> _Problem_: Lay out every entry below as a two-column CSV with the headers text and answer, one row per entry. Enclose each field in double quotes and replace its line breaks with spaces.

> _Data extract_:
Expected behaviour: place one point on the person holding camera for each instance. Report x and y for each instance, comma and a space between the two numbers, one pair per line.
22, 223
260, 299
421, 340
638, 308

> _Output_:
text,answer
"Expected behaviour: place one point on the person holding camera for each instance. Report x and y for each instance, comma and a space between the two numbers, one pair per line.","22, 223 260, 299 421, 340 638, 308"